_Texto mostrado:_
-- -- --
Me ha pasado un tanque por encima. Tras cinco horas de curso de surf, tengo triturados todos los músculos del cuerpo, pero extrañamente, sonrío. Me viene el sabor del mar a la boca, la lavadora es la culpable. No la de mi apartamento sino el centrifugado que, a veces, se produce cerca de la orilla cuando se alinean una serie consecutiva de olas.

Estaba sentado encima de la tabla con cierto aire de superioridad mirando al resto de alumn@s novat@s que hoy empezaban un nuevo curso. De repente, y aprovechando mi despiste, una ola ha venido directa y enfurecida hacia mí. Me ha derribado (había más gente allí señora ola). El invento o amarradera (cuerda de plástico que une la tabla de surf con el tobillo de quien la monta) se me ha soltado y la tabla se aleja. Hay que salir a flote pero una ola tras otra se derrumban sobre mi. El mar me remueve a su antojo, con cierta violencia. Por supuesto, brindo con agua salada.  Esa es la mezcla que ahora saboreo: agua salada con los efluvios del Jagger de la noche anterior. Cóctel cojonudo.


Una vez alcanzada la orilla y rescatada mi tabla, vuelvo a colocarme la amarradera y me lanzo al mar como si nada hubiera pasado. O qué habían pensado.

Parezco un cherokee con el protector solar cruzándome la cara. Una rubia de vértigo y compañera de curso, me ha sonreído mientras yo devoraba el bocata de la pausa escolar. Menos mal que el neopreno (aquí lo llaman chaque) me tapa el blanco nuclear de mi piel y mi delgado estilo. ¿Habrá visto mi revolcón?. Debí haber ido este invierno al gimnasio tal y como me propuse. A tomar por culo. Ahora es mi momento. Soy surfer, moldearé mi musculatura en el mar, como tiene que ser. Con un par, bronceado, fenómeno. Ella vuelve a mirarme.

Diecinueve surferos y surferas novatos/as nos situamos alrededor de los tres experimentados instructores de Calima Surf. Nadie pierde ni una décima de segundo de las explicaciones que imparten cada uno de los instructores. Aquí hay ganas de aprender. Yo ya me veo vacilando en el barrio.
-- -- --
Filas de un conjunto de datos
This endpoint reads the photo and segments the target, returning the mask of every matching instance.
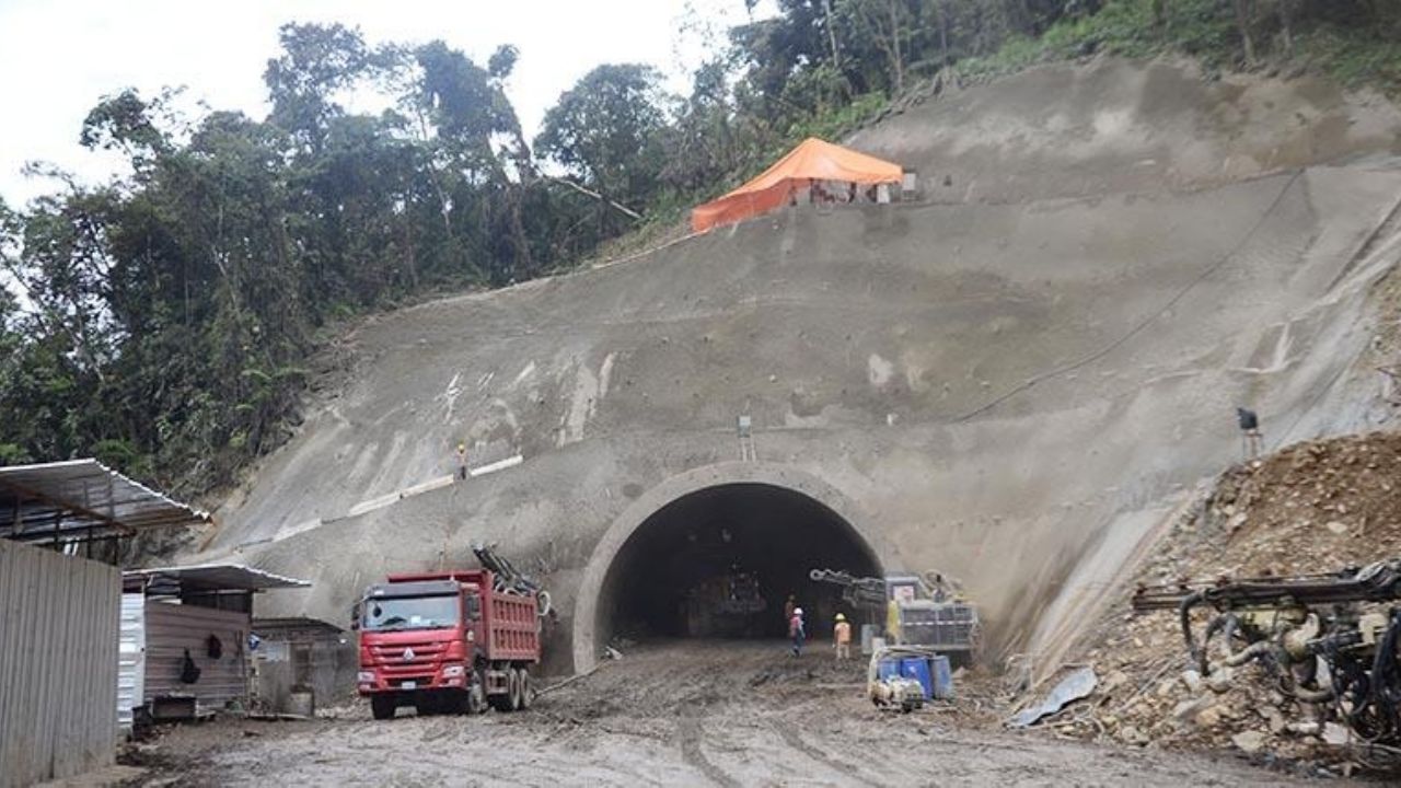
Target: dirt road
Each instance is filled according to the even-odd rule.
[[[978,726],[969,700],[912,715],[862,698],[863,666],[782,644],[637,649],[514,715],[185,726],[144,750],[164,785],[1243,785],[1238,760]],[[975,725],[969,728],[969,725]]]

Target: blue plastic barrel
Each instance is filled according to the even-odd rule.
[[[925,700],[934,697],[934,683],[929,676],[929,660],[923,656],[906,656],[899,660],[899,673],[906,679],[919,681],[925,688]]]
[[[898,659],[883,659],[876,663],[876,676],[881,681],[892,676],[899,676],[899,660]]]
[[[929,658],[929,674],[933,679],[934,697],[951,701],[954,698],[954,672],[948,666],[948,658],[943,655]]]

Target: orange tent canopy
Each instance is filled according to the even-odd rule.
[[[856,153],[852,149],[807,137],[765,170],[758,178],[733,192],[691,210],[691,229],[703,233],[719,224],[733,224],[768,213],[787,202],[800,184],[808,181],[843,181],[849,184],[898,184],[899,164]]]

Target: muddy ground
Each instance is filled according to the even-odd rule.
[[[139,785],[1281,785],[1236,757],[998,729],[978,681],[909,715],[862,695],[864,663],[783,644],[663,644],[537,698],[528,712],[374,722],[226,719],[127,760]]]

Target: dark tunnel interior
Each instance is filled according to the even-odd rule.
[[[814,568],[880,573],[856,530],[807,495],[766,484],[706,488],[658,509],[622,545],[604,579],[597,631],[604,642],[783,638],[790,593],[808,637],[829,634],[836,613],[864,621],[841,587],[808,579]]]

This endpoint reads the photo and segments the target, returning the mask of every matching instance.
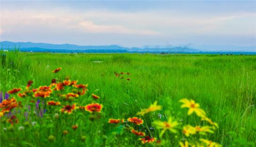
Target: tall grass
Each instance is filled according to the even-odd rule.
[[[104,108],[101,121],[105,123],[110,117],[132,116],[141,108],[157,100],[163,107],[162,113],[173,110],[170,112],[173,116],[195,124],[196,118],[187,117],[184,115],[186,112],[175,112],[180,108],[179,100],[187,98],[200,104],[208,117],[219,124],[217,133],[210,136],[212,140],[224,147],[229,146],[232,139],[229,132],[233,131],[256,143],[255,56],[28,54],[16,51],[1,51],[0,54],[0,90],[4,92],[20,85],[25,86],[31,79],[38,86],[48,85],[55,77],[51,71],[61,67],[63,70],[59,73],[60,78],[69,75],[80,83],[88,83],[88,93],[100,89]],[[94,61],[103,62],[95,63]],[[131,80],[115,78],[115,71],[131,73]],[[104,137],[101,133],[111,129],[107,124],[93,123],[95,127],[89,128],[92,123],[79,123],[88,125],[90,132],[88,133],[91,135],[89,140],[95,142],[95,146],[108,143],[118,146],[139,145],[135,138],[126,137],[125,134],[118,139],[112,139],[113,140],[100,139]],[[32,135],[28,134],[26,137],[32,138]],[[127,139],[129,141],[124,141]]]

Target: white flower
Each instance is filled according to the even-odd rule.
[[[23,126],[21,126],[19,127],[18,129],[19,131],[23,131],[24,130],[24,127],[23,127]]]

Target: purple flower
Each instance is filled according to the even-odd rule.
[[[9,95],[9,94],[8,94],[8,93],[5,93],[5,94],[4,94],[4,99],[6,100],[8,99],[9,96],[10,95]]]
[[[3,101],[3,92],[1,91],[0,93],[0,102],[2,102],[2,101]]]

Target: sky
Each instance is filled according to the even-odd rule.
[[[0,39],[256,46],[256,1],[0,0]]]

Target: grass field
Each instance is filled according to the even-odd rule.
[[[147,135],[160,139],[160,132],[152,122],[166,121],[171,116],[179,123],[205,125],[206,123],[200,121],[195,114],[188,116],[187,109],[181,108],[179,101],[183,98],[199,103],[219,128],[214,133],[189,137],[166,131],[160,139],[163,146],[177,147],[180,141],[190,142],[205,138],[224,147],[235,144],[234,147],[239,147],[239,144],[245,146],[247,141],[251,142],[253,147],[256,143],[256,56],[4,54],[1,56],[0,69],[0,90],[3,93],[14,88],[24,89],[30,80],[33,81],[33,86],[38,87],[49,85],[53,78],[64,80],[69,76],[80,84],[88,84],[87,93],[76,100],[76,103],[85,106],[96,101],[102,104],[103,108],[100,115],[92,116],[87,111],[78,110],[65,115],[60,112],[61,107],[46,106],[46,99],[49,99],[47,98],[41,100],[40,107],[47,109],[41,118],[36,113],[33,114],[32,109],[28,111],[28,106],[34,107],[34,103],[25,97],[13,95],[23,107],[16,108],[16,112],[13,112],[19,119],[13,128],[6,123],[7,115],[1,118],[0,147],[158,146],[156,142],[142,144],[139,137],[126,130],[127,124],[110,124],[109,118],[127,119],[137,116],[136,114],[141,108],[157,101],[162,109],[139,116],[144,123],[139,126],[133,125]],[[58,67],[62,70],[53,73],[52,71]],[[116,77],[114,72],[129,72],[130,75],[124,75],[122,79]],[[93,100],[93,93],[101,98]],[[28,118],[24,115],[27,111]],[[59,114],[58,118],[56,113]],[[163,116],[160,118],[160,114]],[[37,124],[24,124],[28,120],[30,124],[36,122]],[[71,128],[74,124],[78,125],[75,130]],[[19,129],[21,126],[24,129]],[[176,129],[182,130],[181,126]],[[65,130],[69,132],[66,135],[63,134]],[[234,137],[230,132],[239,136]],[[49,138],[50,135],[54,139]],[[82,136],[85,136],[84,139],[81,138]]]

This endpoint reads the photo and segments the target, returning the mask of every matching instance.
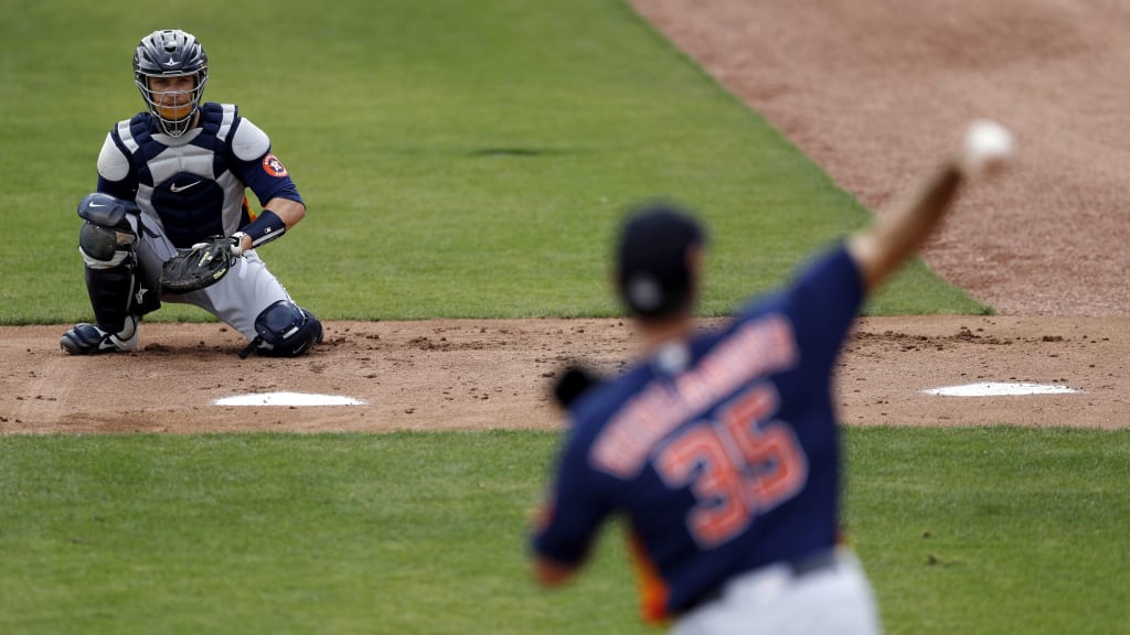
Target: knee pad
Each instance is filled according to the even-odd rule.
[[[280,299],[255,318],[255,339],[240,357],[252,350],[268,357],[295,357],[322,341],[322,323],[297,304]]]
[[[78,249],[87,267],[111,269],[133,255],[138,236],[127,215],[137,211],[132,202],[108,194],[95,192],[82,198],[78,203],[78,216],[82,219]]]
[[[137,206],[95,192],[78,205],[82,218],[78,249],[86,264],[86,289],[98,328],[111,333],[122,330],[125,319],[160,307],[156,293],[145,287],[136,254],[137,234],[128,214]]]

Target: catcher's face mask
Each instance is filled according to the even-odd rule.
[[[193,75],[149,77],[148,87],[141,92],[153,114],[166,129],[188,128],[200,103],[197,78]]]
[[[133,52],[133,81],[166,134],[180,137],[194,123],[208,84],[208,55],[195,36],[155,31]]]

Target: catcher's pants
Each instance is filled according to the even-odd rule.
[[[672,635],[880,632],[871,584],[845,548],[814,571],[798,574],[779,564],[734,577],[716,600],[686,614],[671,629]]]
[[[137,216],[130,215],[130,221],[137,223]],[[153,227],[155,223],[150,218],[144,217],[141,223],[145,227],[136,228],[141,238],[138,258],[150,288],[158,288],[162,264],[176,253],[176,247]],[[290,296],[254,251],[243,252],[243,256],[235,259],[227,276],[210,287],[188,294],[160,296],[162,302],[199,306],[249,340],[255,337],[255,318],[280,299],[288,301]]]

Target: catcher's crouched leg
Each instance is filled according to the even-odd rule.
[[[280,299],[255,318],[255,339],[240,353],[268,357],[295,357],[322,341],[322,323],[297,304]]]
[[[80,323],[59,340],[72,355],[132,350],[138,342],[140,316],[156,311],[160,301],[146,287],[138,263],[137,234],[129,215],[130,201],[93,193],[82,199],[78,215],[79,252],[86,270],[86,287],[95,324]]]

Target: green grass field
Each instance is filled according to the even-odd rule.
[[[75,205],[141,107],[132,46],[195,33],[310,216],[262,254],[323,319],[615,315],[628,206],[712,228],[701,312],[869,212],[619,0],[5,0],[0,324],[89,320]],[[915,262],[875,314],[990,311]],[[166,306],[156,320],[209,320]],[[525,574],[556,436],[0,437],[0,633],[645,633],[616,531]],[[1112,633],[1125,432],[851,429],[849,524],[888,633]]]

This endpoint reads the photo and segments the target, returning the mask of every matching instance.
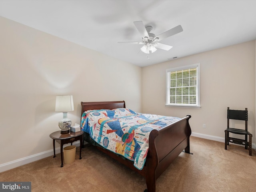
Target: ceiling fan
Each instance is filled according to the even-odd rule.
-- -- --
_Tareas:_
1. Reproduce cada línea del listado en la que aparezca la palabra "field".
2. Prosigue el relato sobre el curso de surf a partir de su última oración.
El listado no guarda ninguna relación con el relato sobre el curso de surf.

_Respuestas escritas:_
1.
Target: grass field
Target: green grass field

2.
¡¡Y se hizo el milagro!! He cogido una ola y me he mantenido de pie en la tabla al menos durante nueve semanas y media. O eso me ha parecido a mí. He vuelto a nacer. Acabo de entender por qué el surf es una forma de vida, por qué un surfero recorre el mundo buscando la ola definitiva. El que hace surf, siempre hará surf. Melina, instructora de Calima, aplaude y me jalea desde la orilla. Soy el puto amo.

Una vez concluida la sesión matinal del curso de surf en la playa de Famara, sigo disfrazado con el neopreno y camino hacia la furgo con mi tabla bajo el brazo. Tengo la sensación del deber cumplido, de que he hecho algo importante. Sonrío. Fenómeno.

Surfear en Famara es adictivo, simplemente, surfear es adictivo, pero en esta playa  la adicción se multiplica. A pesar del susto de hoy, sé que voy por buen camino. Quiero surfear toda mi vida.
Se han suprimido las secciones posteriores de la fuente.